→ SET PROBLEM
Arrange every line of the listing below as a Markdown table with a Row column numbering the lines and a Line column holding each line, omitting blank lines.

→ TASK DATA
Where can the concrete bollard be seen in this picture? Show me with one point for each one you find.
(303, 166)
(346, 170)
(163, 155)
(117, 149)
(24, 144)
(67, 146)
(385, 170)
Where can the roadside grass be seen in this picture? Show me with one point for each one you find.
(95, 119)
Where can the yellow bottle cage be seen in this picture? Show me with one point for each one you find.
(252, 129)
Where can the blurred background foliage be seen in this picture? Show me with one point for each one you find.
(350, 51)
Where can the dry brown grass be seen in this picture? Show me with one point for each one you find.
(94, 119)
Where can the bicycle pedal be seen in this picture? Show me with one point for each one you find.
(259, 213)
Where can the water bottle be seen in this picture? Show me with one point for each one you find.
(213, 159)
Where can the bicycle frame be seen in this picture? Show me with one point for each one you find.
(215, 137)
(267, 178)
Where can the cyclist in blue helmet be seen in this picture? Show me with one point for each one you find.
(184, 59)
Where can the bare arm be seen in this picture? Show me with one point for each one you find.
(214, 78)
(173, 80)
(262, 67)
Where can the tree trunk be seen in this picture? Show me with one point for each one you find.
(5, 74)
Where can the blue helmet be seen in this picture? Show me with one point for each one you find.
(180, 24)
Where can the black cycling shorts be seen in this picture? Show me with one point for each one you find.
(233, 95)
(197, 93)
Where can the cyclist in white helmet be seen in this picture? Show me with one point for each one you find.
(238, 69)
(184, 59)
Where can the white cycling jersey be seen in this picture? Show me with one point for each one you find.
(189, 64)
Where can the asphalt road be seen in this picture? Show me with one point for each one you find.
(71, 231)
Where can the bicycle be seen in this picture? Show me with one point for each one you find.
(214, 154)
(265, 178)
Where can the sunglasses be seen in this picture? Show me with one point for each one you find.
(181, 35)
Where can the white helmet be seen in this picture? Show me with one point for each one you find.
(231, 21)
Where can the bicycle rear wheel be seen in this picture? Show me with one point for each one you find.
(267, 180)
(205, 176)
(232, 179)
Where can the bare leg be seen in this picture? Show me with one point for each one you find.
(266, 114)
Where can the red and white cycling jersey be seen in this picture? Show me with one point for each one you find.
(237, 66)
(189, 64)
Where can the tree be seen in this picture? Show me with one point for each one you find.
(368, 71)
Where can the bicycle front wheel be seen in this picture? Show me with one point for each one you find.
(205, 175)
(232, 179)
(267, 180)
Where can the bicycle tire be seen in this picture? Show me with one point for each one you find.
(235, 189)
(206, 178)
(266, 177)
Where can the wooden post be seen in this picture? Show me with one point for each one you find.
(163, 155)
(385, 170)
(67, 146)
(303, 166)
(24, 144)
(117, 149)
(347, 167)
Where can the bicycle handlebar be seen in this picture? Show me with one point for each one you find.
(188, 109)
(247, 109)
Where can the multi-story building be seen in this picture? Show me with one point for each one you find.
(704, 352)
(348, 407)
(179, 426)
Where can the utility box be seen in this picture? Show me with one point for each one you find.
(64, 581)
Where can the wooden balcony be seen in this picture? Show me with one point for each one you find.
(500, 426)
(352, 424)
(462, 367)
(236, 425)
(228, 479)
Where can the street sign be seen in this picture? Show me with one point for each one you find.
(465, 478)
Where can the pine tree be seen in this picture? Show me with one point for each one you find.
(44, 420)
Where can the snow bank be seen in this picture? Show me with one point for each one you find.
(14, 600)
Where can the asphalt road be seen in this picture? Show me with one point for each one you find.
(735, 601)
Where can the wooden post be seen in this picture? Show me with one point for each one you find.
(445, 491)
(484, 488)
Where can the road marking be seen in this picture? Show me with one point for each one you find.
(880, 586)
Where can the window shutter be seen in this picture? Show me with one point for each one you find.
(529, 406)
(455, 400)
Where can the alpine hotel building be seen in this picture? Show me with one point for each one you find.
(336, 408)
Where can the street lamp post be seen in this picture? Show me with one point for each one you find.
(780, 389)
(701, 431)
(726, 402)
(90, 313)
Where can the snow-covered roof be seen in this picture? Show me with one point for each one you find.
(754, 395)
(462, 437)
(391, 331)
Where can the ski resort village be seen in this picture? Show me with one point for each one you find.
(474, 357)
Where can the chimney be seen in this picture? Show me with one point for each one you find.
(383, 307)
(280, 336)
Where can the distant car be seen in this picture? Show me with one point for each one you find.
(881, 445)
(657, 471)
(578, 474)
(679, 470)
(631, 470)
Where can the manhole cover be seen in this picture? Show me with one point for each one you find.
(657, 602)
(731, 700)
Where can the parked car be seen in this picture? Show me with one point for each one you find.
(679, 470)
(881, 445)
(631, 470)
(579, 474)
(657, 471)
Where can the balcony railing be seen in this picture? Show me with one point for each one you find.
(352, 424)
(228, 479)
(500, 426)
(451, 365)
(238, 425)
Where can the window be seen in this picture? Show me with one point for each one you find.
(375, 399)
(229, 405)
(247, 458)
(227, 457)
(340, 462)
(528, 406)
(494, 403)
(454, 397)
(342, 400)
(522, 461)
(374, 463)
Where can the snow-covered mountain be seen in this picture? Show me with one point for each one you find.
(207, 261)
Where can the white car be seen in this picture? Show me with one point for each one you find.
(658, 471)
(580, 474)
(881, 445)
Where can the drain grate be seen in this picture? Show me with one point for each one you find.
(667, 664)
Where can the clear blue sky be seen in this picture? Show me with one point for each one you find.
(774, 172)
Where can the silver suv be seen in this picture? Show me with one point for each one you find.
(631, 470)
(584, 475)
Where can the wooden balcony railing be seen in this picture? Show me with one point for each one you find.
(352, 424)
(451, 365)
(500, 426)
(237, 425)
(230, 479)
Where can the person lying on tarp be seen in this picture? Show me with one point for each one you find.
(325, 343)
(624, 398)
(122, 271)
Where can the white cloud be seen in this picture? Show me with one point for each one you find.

→ ANSWER FOR THIS EXERCISE
| Row | Line |
|---|---|
| 1 | Where can the concrete bollard be seen in this picture? Show me with one point for each one you find. |
| 2 | (303, 166) |
| 3 | (346, 170) |
| 4 | (163, 155) |
| 5 | (117, 149) |
| 6 | (24, 144) |
| 7 | (67, 146) |
| 8 | (385, 170) |
| 9 | Where can the roadside grass be seen in this picture? Show me with one point for each one you find. |
| 10 | (95, 119) |
| 11 | Where can the yellow bottle cage be seen in this picture? Show me with one point for each one you find. |
| 12 | (252, 129) |
| 13 | Where can the blurred background foliage be seen in this picture? Show me with one point for each one you find. |
| 14 | (350, 51) |
| 15 | Where can the dry brown grass be seen in this picture? Show me with one point for each one you find. |
| 16 | (94, 119) |
| 17 | Where can the bicycle pedal be seen in this picture? Show me with one point for each one you find. |
| 18 | (259, 213) |
| 19 | Where can the water bottle be seen in this picture? Show me with one point for each one you find. |
| 20 | (213, 159) |
| 21 | Where can the bicycle frame be seen in this picture? Show me with one point for each one you find. |
| 22 | (215, 137) |
| 23 | (267, 178) |
| 24 | Where can the cyclist in blue helmet be seen in this picture? Show me with one point for each one you find. |
| 25 | (184, 59) |
| 26 | Where can the bare arm be seen in this picture? Show me with one point for each one you find. |
| 27 | (214, 78) |
| 28 | (173, 80) |
| 29 | (262, 67) |
| 30 | Where can the tree trunk be seen in this picture? Show me with one point for each one you find. |
| 31 | (5, 74) |
| 32 | Where can the blue helmet be seen in this picture? Show me with one point for each one you find. |
| 33 | (180, 24) |
| 34 | Where can the black cycling shorts be seen in this picture? Show me with one point for each one you find. |
| 35 | (233, 95) |
| 36 | (197, 93) |
| 37 | Where can the cyclist in white helmet be seen in this picture? Show me with one point for each one you find. |
| 38 | (238, 69) |
| 39 | (184, 59) |
| 40 | Where can the white cycling jersey be seen in this picture? Show me with one point for each one you find. |
| 41 | (189, 64) |
| 42 | Where can the asphalt road be seen in this picture? Show me with one point for each one you find. |
| 43 | (71, 231) |
| 44 | Where can the bicycle be seen in this picture? Show me with one point for each one you find. |
| 45 | (214, 154) |
| 46 | (265, 178) |
| 47 | Where can the sunglasses be seen in this picture? Show me with one point for each one you find. |
| 48 | (181, 35) |
| 49 | Where can the white helmet be seen in this picture? Show me with one point for each one you find. |
| 50 | (231, 21) |
| 51 | Where can the bicycle rear wheel be seen in this picture? Show me with one point for each one you find. |
| 52 | (267, 180) |
| 53 | (205, 176) |
| 54 | (232, 179) |
| 55 | Where can the bare leg be seen in this picture? Show me with one point for each one you find. |
| 56 | (266, 114) |
| 57 | Where can the red and white cycling jersey be seen in this picture? Show me with one point for each one you find. |
| 58 | (237, 66) |
| 59 | (189, 64) |
| 60 | Where can the tree be seen in this picture? Show me with one point for each one you find. |
| 61 | (368, 71) |
| 62 | Where can the bicycle front wheel be seen in this picture? Show me with one point for each one you find. |
| 63 | (205, 175) |
| 64 | (232, 179) |
| 65 | (267, 180) |
| 66 | Where can the bicycle tire be seen in this picture? Show me with one point for each one you find. |
| 67 | (235, 189) |
| 68 | (206, 178) |
| 69 | (266, 177) |
| 70 | Where can the wooden post be seen in this picture? Show me with one point for each one you find. |
| 71 | (163, 155) |
| 72 | (385, 170) |
| 73 | (67, 146) |
| 74 | (303, 166) |
| 75 | (24, 144) |
| 76 | (117, 149) |
| 77 | (347, 167) |
| 78 | Where can the bicycle handlebar be seen in this picture? Show me with one point for each one you find. |
| 79 | (188, 109) |
| 80 | (247, 109) |
| 81 | Where can the multi-story building be seen in this picture? Show me with one point for each one you find. |
| 82 | (704, 352) |
| 83 | (348, 407) |
| 84 | (179, 426) |
| 85 | Where can the utility box be seen in this picture? Show me with one point for each one you find. |
| 86 | (64, 581) |
| 87 | Where can the wooden balcony be seen in this picture? Show me with one point for each one you find. |
| 88 | (500, 426) |
| 89 | (352, 424) |
| 90 | (462, 367) |
| 91 | (236, 425) |
| 92 | (228, 479) |
| 93 | Where can the street sign be seen in this picture? Show me with one point for each one you find. |
| 94 | (465, 478) |
| 95 | Where can the pine tree be seen in this picture? Show me with one point for each one you find. |
| 96 | (44, 420) |
| 97 | Where can the snow bank be seen in this picture? Show me with one point for each one you find. |
| 98 | (14, 600) |
| 99 | Where can the asphalt road be seen in this picture? Show me with one point for each one you find. |
| 100 | (735, 601) |
| 101 | Where can the wooden post be seen in this picture? Show me with one point for each one you find. |
| 102 | (445, 491) |
| 103 | (484, 488) |
| 104 | Where can the road marking be seen in this picture? Show me with one point for each one you find. |
| 105 | (880, 586) |
| 106 | Where can the window shutter be seen in this picture? Show me with one point for each one you find. |
| 107 | (529, 406) |
| 108 | (455, 400) |
| 109 | Where can the alpine hotel building be seen in this picture? Show me with one point for each one you find. |
| 110 | (336, 408) |
| 111 | Where can the street lamp post be seen in this picture? Show me with one point for each one you find. |
| 112 | (780, 389) |
| 113 | (701, 431) |
| 114 | (726, 402) |
| 115 | (90, 313) |
| 116 | Where can the snow-covered roof be seen in this picture? Show me with one point for each one you find. |
| 117 | (754, 395) |
| 118 | (462, 437) |
| 119 | (391, 331) |
| 120 | Where can the ski resort village be seen in this picture? Show me with one point for each one you find. |
| 121 | (474, 357) |
| 122 | Where can the chimney be seen in this picture? Show me with one point for each one you find. |
| 123 | (383, 307) |
| 124 | (280, 336) |
| 125 | Where can the distant car be seen in this picture? Show me with one point for each one you find. |
| 126 | (881, 445) |
| 127 | (657, 471) |
| 128 | (578, 474) |
| 129 | (679, 470) |
| 130 | (631, 470) |
| 131 | Where can the manhole cover be seen in this picture? Show me with one point for each one you find. |
| 132 | (657, 602) |
| 133 | (731, 700) |
| 134 | Where can the parked car be seen in this picture? Show me with one point for each one you find. |
| 135 | (679, 470) |
| 136 | (881, 445) |
| 137 | (631, 470) |
| 138 | (579, 474) |
| 139 | (657, 471) |
| 140 | Where can the balcony railing be seen in this picture? Show me with one point for each one you find. |
| 141 | (352, 424) |
| 142 | (228, 479) |
| 143 | (500, 426) |
| 144 | (451, 365) |
| 145 | (238, 425) |
| 146 | Where can the window be seen in this picture? Show me with one point for each one you find. |
| 147 | (375, 399) |
| 148 | (229, 405) |
| 149 | (247, 458) |
| 150 | (227, 457) |
| 151 | (340, 462) |
| 152 | (528, 406) |
| 153 | (494, 403) |
| 154 | (454, 397) |
| 155 | (342, 400) |
| 156 | (522, 461) |
| 157 | (374, 463) |
| 158 | Where can the snow-covered mountain be seen in this picture? Show me with one point for each one you find. |
| 159 | (207, 261) |
| 160 | Where can the white car be seen in this picture? Show me with one point for each one you find. |
| 161 | (658, 471) |
| 162 | (580, 474) |
| 163 | (881, 445) |
| 164 | Where can the drain grate be seen in this picture? Show me with one point for each one you find. |
| 165 | (667, 664) |
| 166 | Where can the clear blue sky be seen in this picture? Show me with one point for each one you find. |
| 167 | (774, 172) |
| 168 | Where can the silver suv be seen in this picture? Show me with one point for each one you find. |
| 169 | (631, 470) |
| 170 | (584, 475) |
| 171 | Where can the wooden balcony railing be seen in this picture? Show me with one point for each one you find. |
| 172 | (352, 424) |
| 173 | (451, 365) |
| 174 | (500, 426) |
| 175 | (237, 425) |
| 176 | (230, 479) |
| 177 | Where can the person lying on tarp be seen in this picture? Show me with one point for each one you find. |
| 178 | (325, 343) |
| 179 | (624, 398) |
| 180 | (122, 271) |
| 181 | Where can the white cloud be seen in this picture? Show me with one point for each one you find. |